_Exercise brief:_
Would you please set down, word for word, the lines from the one with "Target: ocean" through the final line of the data below, omitting any pictures?

Top of Materials provided

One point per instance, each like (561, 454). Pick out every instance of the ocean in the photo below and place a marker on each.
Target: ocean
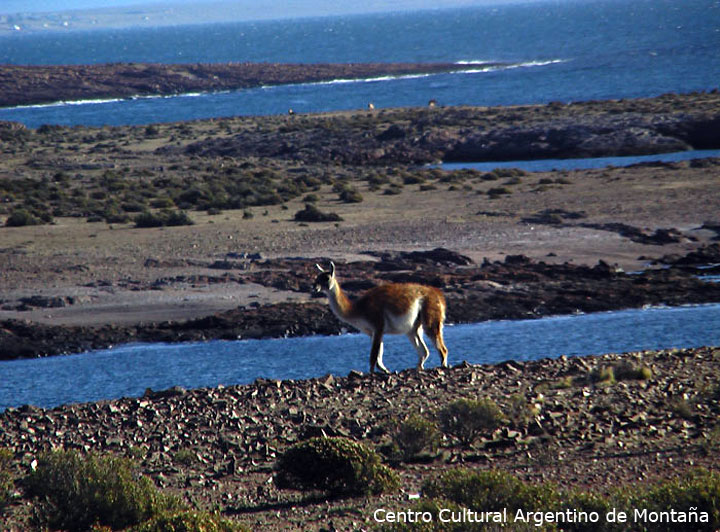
(559, 50)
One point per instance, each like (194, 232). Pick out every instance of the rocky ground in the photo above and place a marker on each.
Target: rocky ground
(501, 244)
(217, 447)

Bottom of Materials provided

_Problem solution:_
Target: ocean
(559, 50)
One point per instance, each like (194, 232). Pick out every instance of the rocky ground in the photo above and place a marker on each.
Target: rocky ground
(501, 244)
(217, 447)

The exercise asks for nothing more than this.